### Required task 1
Rewrite the stretch of the passage on evaluating the K-NN regression model from "To assess how" through "sacr_min %>% pull(neighbors)", replacing "RMSPE" with "RMSE".

What about the plot where \(K\) is quite large, say \(K\) = 450, for example? When \(K\) = 450 for this data set, the blue line is extremely smooth, and almost flat. This happens because our predicted values for a given x value (here home size), depend on many many (450) neighbouring observations. A model like this has low variance and high bias (intuitively, it provides very reliable, but generally very inaccurate predictions). It has low variance because the smooth, inflexible blue line does not follow the training observations very closely, and if we were to change any one of the training observation data points it really wouldn’t affect the shape of the smooth blue line at all. This means that although the blue line matches does not match the data we happen to have in this particular training data set perfectly, if we were to collect another training data set from the Sacramento real estate market it likely would match those observations equally as well as it matches those in this training data set. Another term that we use to collectively describe this kind of model is underfitting.

Ideally, what we want is neither of the two situations discussed above. Instead, we would like a model with low variance (so that it will transfer/generalize well to other data sets, and isn’t too dependent on the observations that happen to be in the training set) and low bias (where the model does not completely ignore our training data). If we explore the other values for \(K\), in particular \(K\) = 14 (as suggested by cross-validation), we can see it has a lower bias than our model with a very high \(K\) (e.g., 450), and thus the model/predicted values better match the actual observed values than the high \(K\) model. Additionally, it has lower variance than our model with a very low \(K\) (e.g., 1) and thus it should better transer/generalize to other data sets compared to the low \(K\) model. All of this is similar to how the choice of \(K\) affects K-NN classification (discussed in the previous chapter).

8.8 Evaluating on the test set

To assess how well our model might do at predicting on unseen data, we will assess its RMSPE on the test data. To do this, we will first re-train our K-NN regression model on the entire training data set, using \(K =\) 14 neighbours. Then we will use predict to make predictions on the test data, and use the metrics function again to compute the summary of regression quality. Because we specify that we are performing regression in set_mode, the metrics function knows to output a quality summary related to regression, and not, say, classification.

set.seed(1234)
kmin <- sacr_min %>% pull(neighbors)
sacr_spec <- nearest_neighbor(weight_func = "rectangular", neighbors = kmin) %>%
  set_engine("kknn") %>%
  set_mode("regression")

sacr_fit <- workflow() %>%
  add_recipe(sacr_recipe) %>%
  add_model(sacr_spec) %>%
  fit(data = sacramento_train)

### Provided material
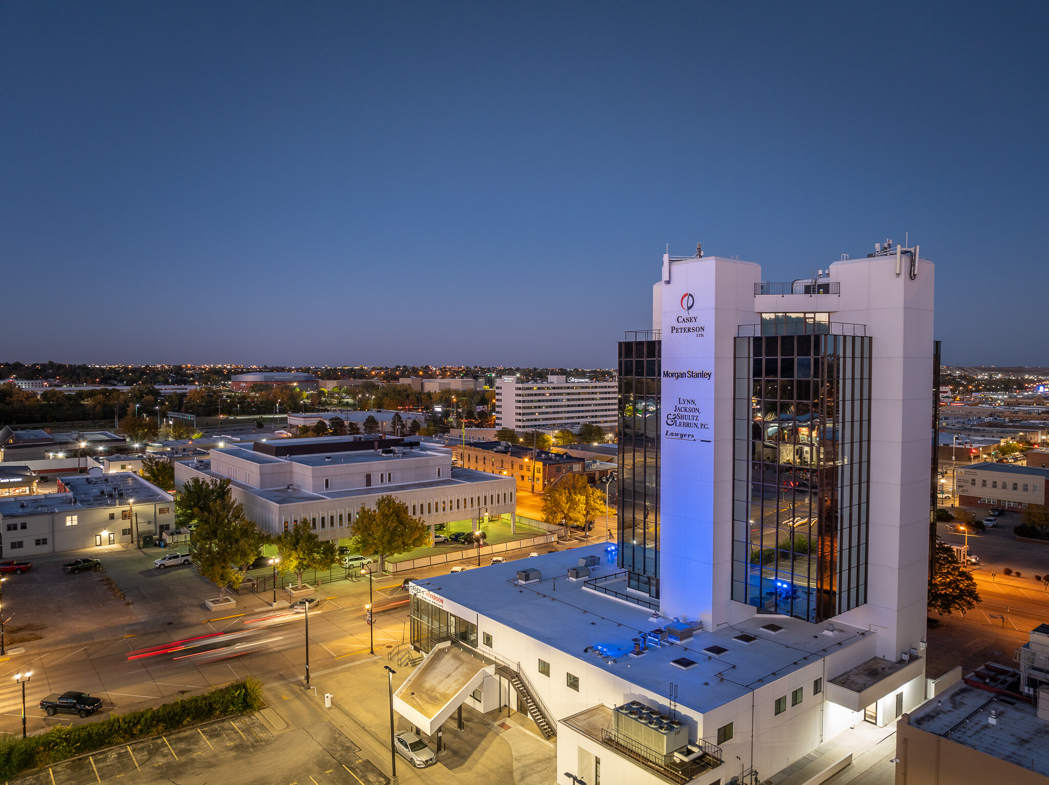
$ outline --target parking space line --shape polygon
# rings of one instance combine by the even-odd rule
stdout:
[[[164,743],[168,745],[168,751],[171,753],[171,757],[174,758],[177,761],[178,760],[178,756],[175,755],[175,750],[171,748],[171,743],[168,741],[168,737],[167,736],[162,736],[160,738],[164,739]]]
[[[342,767],[343,767],[344,769],[346,769],[347,771],[349,771],[349,767],[348,767],[348,766],[347,766],[347,765],[346,765],[345,763],[343,763],[343,764],[342,764]],[[354,778],[355,780],[357,780],[358,782],[360,782],[360,783],[361,783],[361,785],[364,785],[364,782],[363,782],[363,781],[361,780],[361,778],[360,778],[360,777],[358,777],[357,775],[355,775],[355,773],[354,773],[352,771],[349,771],[349,773],[350,773],[350,776],[351,776],[351,777],[352,777],[352,778]]]

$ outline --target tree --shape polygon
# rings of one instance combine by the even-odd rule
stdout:
[[[604,494],[584,475],[570,475],[543,494],[542,520],[552,526],[582,527],[602,513]]]
[[[240,585],[269,538],[244,516],[228,479],[202,484],[209,487],[205,490],[206,506],[193,510],[197,524],[193,561],[200,574],[218,587],[221,597],[227,586]]]
[[[579,427],[580,444],[603,444],[604,429],[586,422]]]
[[[933,550],[933,580],[928,586],[928,609],[941,616],[976,608],[982,602],[977,582],[965,565],[955,558],[954,549],[937,540]]]
[[[376,508],[361,505],[354,516],[351,533],[361,544],[365,555],[379,555],[379,571],[385,569],[386,559],[404,553],[430,539],[430,527],[422,518],[412,518],[408,505],[395,496],[381,496]]]
[[[142,476],[158,488],[175,489],[175,464],[167,458],[144,458]]]
[[[329,569],[338,559],[335,543],[321,540],[305,518],[277,536],[277,549],[280,551],[281,567],[295,573],[300,589],[304,570]]]
[[[156,421],[152,417],[135,417],[129,414],[121,418],[116,432],[132,444],[142,443],[156,436]]]
[[[1024,510],[1024,523],[1046,531],[1049,529],[1049,507],[1044,504],[1028,504]]]

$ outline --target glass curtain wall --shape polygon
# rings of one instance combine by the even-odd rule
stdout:
[[[409,618],[411,645],[424,654],[445,640],[457,640],[477,648],[477,625],[437,608],[419,595],[411,598]]]
[[[631,589],[659,597],[662,342],[658,332],[639,336],[657,340],[619,344],[618,566]]]
[[[820,622],[866,602],[871,339],[796,315],[735,339],[732,598]]]

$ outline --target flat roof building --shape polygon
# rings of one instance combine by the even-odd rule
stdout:
[[[135,474],[95,468],[58,478],[58,490],[0,501],[0,555],[130,545],[175,522],[174,498]]]
[[[401,440],[395,440],[401,441]],[[255,442],[214,449],[208,460],[175,464],[179,489],[190,478],[227,477],[249,520],[271,535],[311,522],[323,540],[348,545],[348,527],[362,505],[374,507],[381,496],[395,496],[409,513],[430,526],[473,522],[513,514],[514,482],[468,468],[453,468],[451,453],[415,444],[346,451],[343,437],[295,439],[273,450]],[[372,442],[360,442],[368,446]],[[298,452],[300,451],[301,452]]]
[[[515,431],[568,429],[580,426],[616,428],[616,383],[569,380],[521,381],[516,376],[495,380],[495,427]]]
[[[258,371],[237,373],[230,377],[230,387],[234,390],[251,390],[256,385],[261,385],[263,388],[294,387],[307,392],[320,389],[317,377],[312,373]]]
[[[713,785],[921,704],[936,442],[917,250],[786,283],[665,255],[652,329],[619,344],[616,546],[414,582],[427,656],[398,711],[429,732],[516,693],[558,736],[558,783]],[[452,647],[476,664],[427,710],[412,683]]]

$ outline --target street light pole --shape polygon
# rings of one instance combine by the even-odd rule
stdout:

### Required task 2
Please output the records from the line containing "pole --shape polygon" through the end of the records as a Markdown table with the columns Row and Line, leaving out blank lines.

### Full response 1
To assess how well our model might do at predicting on unseen data, we will assess its RMSE on the test data. To do this, we will first re-train our K-NN regression model on the entire training data set, using \(K =\) 14 neighbours. Then we will use predict to make predictions on the test data, and use the metrics function again to compute the summary of regression quality. Because we specify that we are performing regression in set_mode, the metrics function knows to output a quality summary related to regression, and not, say, classification.

set.seed(1234)
kmin <- sacr_min %>% pull(neighbors)

### Full response 2
| Row | Line |
|---|---|
| 1 | $ outline --target street light pole --shape polygon |
| 2 | # rings of one instance combine by the even-odd rule |
| 3 | stdout: |